Dataset rows:
>>>>>
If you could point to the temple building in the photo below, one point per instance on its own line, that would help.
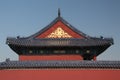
(57, 52)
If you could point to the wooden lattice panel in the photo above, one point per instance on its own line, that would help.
(59, 33)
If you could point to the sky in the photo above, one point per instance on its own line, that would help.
(93, 17)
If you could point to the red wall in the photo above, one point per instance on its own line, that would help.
(60, 74)
(53, 57)
(63, 26)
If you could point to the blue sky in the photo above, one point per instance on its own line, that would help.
(93, 17)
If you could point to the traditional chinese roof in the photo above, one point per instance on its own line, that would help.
(60, 64)
(82, 40)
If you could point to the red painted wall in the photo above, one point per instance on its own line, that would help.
(60, 74)
(53, 57)
(64, 27)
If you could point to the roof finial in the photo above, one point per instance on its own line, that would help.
(58, 12)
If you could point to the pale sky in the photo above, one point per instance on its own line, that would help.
(93, 17)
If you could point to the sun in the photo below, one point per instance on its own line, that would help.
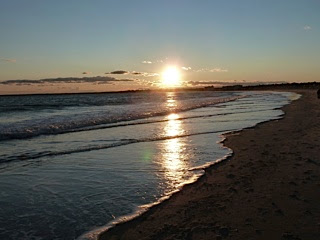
(171, 77)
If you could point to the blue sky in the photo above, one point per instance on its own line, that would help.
(247, 40)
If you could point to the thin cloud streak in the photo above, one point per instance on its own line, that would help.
(94, 80)
(118, 72)
(307, 27)
(10, 60)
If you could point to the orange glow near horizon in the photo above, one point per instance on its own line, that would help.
(171, 77)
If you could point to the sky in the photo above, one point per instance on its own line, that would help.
(102, 45)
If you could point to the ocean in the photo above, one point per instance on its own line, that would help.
(71, 165)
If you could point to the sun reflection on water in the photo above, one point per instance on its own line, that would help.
(174, 158)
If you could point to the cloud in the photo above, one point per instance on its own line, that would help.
(186, 68)
(8, 60)
(95, 80)
(307, 27)
(144, 74)
(219, 70)
(118, 72)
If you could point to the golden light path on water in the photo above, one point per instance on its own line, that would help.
(174, 159)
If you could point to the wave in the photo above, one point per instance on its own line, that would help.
(122, 142)
(90, 121)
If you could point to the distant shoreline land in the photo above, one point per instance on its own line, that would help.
(229, 87)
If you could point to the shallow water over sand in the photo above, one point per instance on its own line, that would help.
(109, 160)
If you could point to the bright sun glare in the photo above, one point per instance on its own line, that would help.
(171, 77)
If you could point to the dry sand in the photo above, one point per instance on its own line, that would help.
(269, 188)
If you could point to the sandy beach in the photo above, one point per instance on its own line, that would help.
(268, 189)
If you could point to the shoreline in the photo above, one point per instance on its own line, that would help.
(182, 217)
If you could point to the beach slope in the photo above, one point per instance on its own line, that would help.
(268, 189)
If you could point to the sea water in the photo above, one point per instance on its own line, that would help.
(70, 164)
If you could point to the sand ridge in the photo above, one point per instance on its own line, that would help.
(268, 189)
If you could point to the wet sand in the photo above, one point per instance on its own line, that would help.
(268, 189)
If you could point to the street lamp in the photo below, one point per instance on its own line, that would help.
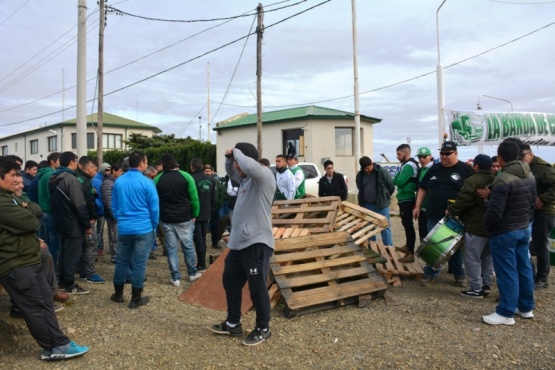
(440, 88)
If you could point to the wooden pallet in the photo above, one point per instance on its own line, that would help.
(315, 214)
(392, 268)
(360, 222)
(322, 271)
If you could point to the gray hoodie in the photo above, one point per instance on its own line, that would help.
(252, 215)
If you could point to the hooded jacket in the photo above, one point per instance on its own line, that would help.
(512, 199)
(545, 184)
(19, 244)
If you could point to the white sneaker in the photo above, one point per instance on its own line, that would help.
(195, 276)
(525, 315)
(495, 319)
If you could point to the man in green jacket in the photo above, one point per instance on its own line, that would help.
(406, 180)
(544, 214)
(470, 208)
(21, 274)
(374, 192)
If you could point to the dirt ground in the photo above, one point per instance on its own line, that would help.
(430, 328)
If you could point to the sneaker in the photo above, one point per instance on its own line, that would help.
(470, 293)
(96, 279)
(460, 282)
(57, 306)
(525, 315)
(60, 295)
(224, 329)
(64, 352)
(194, 277)
(408, 258)
(176, 282)
(76, 289)
(15, 313)
(496, 319)
(257, 336)
(428, 280)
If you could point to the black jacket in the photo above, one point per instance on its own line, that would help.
(336, 187)
(512, 199)
(69, 208)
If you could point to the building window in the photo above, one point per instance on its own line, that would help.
(293, 141)
(52, 143)
(112, 141)
(344, 139)
(90, 140)
(34, 146)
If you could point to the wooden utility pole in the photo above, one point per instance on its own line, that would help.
(100, 115)
(259, 32)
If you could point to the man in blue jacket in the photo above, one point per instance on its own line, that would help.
(136, 209)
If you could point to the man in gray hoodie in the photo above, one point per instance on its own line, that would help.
(251, 243)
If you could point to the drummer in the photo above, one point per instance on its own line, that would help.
<<<<<
## GIVEN INSTRUCTION
Write the records above out again exactly, with no pictures in your copy.

## WRITTEN REPLY
If you could point to the temple building in the photo below, one point per instance on its own line, that would help.
(57, 52)
If you could point to the wooden lattice panel in the photo above, one point per instance on its own line, that would help.
(59, 33)
If you could point to the sky in the photo above, one point per instance on its own line, that would help.
(93, 17)
If you could point to the red wall in the photo above, one point per instance on its own line, that would help.
(60, 74)
(53, 57)
(63, 26)
If you could point to the blue sky in the photo above, one point per instance on its own line, that would help.
(93, 17)
If you could point to the traditional chinese roof in the photo above, one point per instance on its own line, that would help.
(60, 64)
(82, 40)
If you could point to the red painted wall in the photo above, one point per instance on its own line, that would help.
(60, 74)
(53, 57)
(64, 27)
If you could point to the roof finial in the photo above, one point per instance on its own line, that would help.
(58, 12)
If you could point to the pale sky in the photo above, one point per instance on its own line, that would help.
(93, 17)
If you could point to the sun in the photo below, one point per instance on its own line, that would help.
(171, 77)
If you could point to the blue sky in the photo above, one point per instance on its own line, that would help.
(247, 40)
If you could point to the thin cloud streak in the photo above, one point per instance on its own line, that would help.
(94, 80)
(118, 72)
(307, 27)
(10, 60)
If you could point to the orange glow near horizon in the photo above, one point per instance on its own line, that would help.
(171, 77)
If you could point to the sky in the photo above, one point per instance on its own line, that would help.
(102, 45)
If you could point to the ocean in the photo above, one point per instance on its own line, that would help.
(71, 165)
If you could point to the sun reflection on water in the photo above, one point per instance on its own line, that would help.
(174, 158)
If you could point to the cloud in the photo above, one point per instance on its own line, that would help.
(186, 68)
(8, 60)
(95, 80)
(307, 27)
(144, 74)
(219, 70)
(118, 72)
If you could point to the golden light path on water in the photo above, one point per instance on its own line, that would help.
(174, 159)
If you could point to the wave in the photo above, one point per instance on its own line, that would help.
(122, 142)
(90, 121)
If you could point to the distant shoreline land in the photo above, one point per instance on its own line, that would help.
(229, 87)
If you could point to the shallow water over sand in the photo above, one point per instance on its own line, that would help.
(109, 160)
If you could point to the bright sun glare in the photo above, one point per instance on its own line, that would help.
(171, 77)
If you could point to the dry sand in the photo above, one point per instance on its own line, that would help.
(269, 188)
If you could point to the sandy beach in the photo above, one point per instance on its own line, that would help.
(268, 189)
If you could point to the shoreline in the photo above, one point per instance on its own line, that would help.
(182, 217)
If you could point to the beach slope in the photo above, one point per instance on its own line, that would help.
(268, 189)
If you could point to the sea water in the photo above, one point per instance on its own line, that would help.
(70, 164)
If you could point to the sand ridge in the photo above, one point per instance on its own line, that would help.
(268, 189)
If you could point to the wet sand in the photo above, one point per instance on its own line, that would help.
(268, 189)
If you could point to the street lamp in the photo below, one point per instance on its own line, that would help.
(440, 88)
If you could point to the wooden pallet in the photo above, one point per instance on its own line, that would help.
(315, 214)
(392, 268)
(360, 222)
(322, 271)
If you could point to the gray hoodie in the photo above, one point per instance on its own line, that would help.
(252, 215)
If you could point to the hooded jacket in the photo above, one point per instance on its own line, that would help.
(512, 199)
(545, 184)
(19, 244)
If you could point to the white sneaker in the photo above, one point per instance on its own line, that would help.
(195, 276)
(525, 315)
(495, 319)
If you could point to the man in green jacket in the photo above, one point per instance on its own line, that would help.
(406, 180)
(544, 214)
(470, 208)
(21, 274)
(374, 192)
If you could point to the dirt ground in the photo above, one point per instance on its own line, that would help.
(430, 328)
If you could point to the sneaker in the photo above, one point per instance on its own line, that would help.
(470, 293)
(96, 279)
(460, 282)
(57, 306)
(525, 315)
(60, 295)
(224, 329)
(64, 352)
(194, 277)
(408, 258)
(176, 282)
(76, 289)
(15, 313)
(496, 319)
(257, 336)
(428, 280)
If you could point to the black jacket in the photo above, one point per instance on its own line, that would help.
(336, 187)
(512, 199)
(69, 208)
If you could point to the building window in the photo above, one point per instance on its own line, that would help.
(293, 141)
(52, 143)
(112, 141)
(344, 139)
(90, 140)
(34, 146)
If you could point to the wooden utility pole in the photo above, one point per instance on its own line, that would help.
(100, 115)
(259, 32)
If you could point to the man in blue jacket in the photo above, one point per instance on its own line, that would help.
(136, 209)
If you could point to the man in gray hoodie in the photo above, one point per instance on its own line, that would help.
(251, 243)
If you could point to the drummer in the photo above, one point per instance on its own line, that would help.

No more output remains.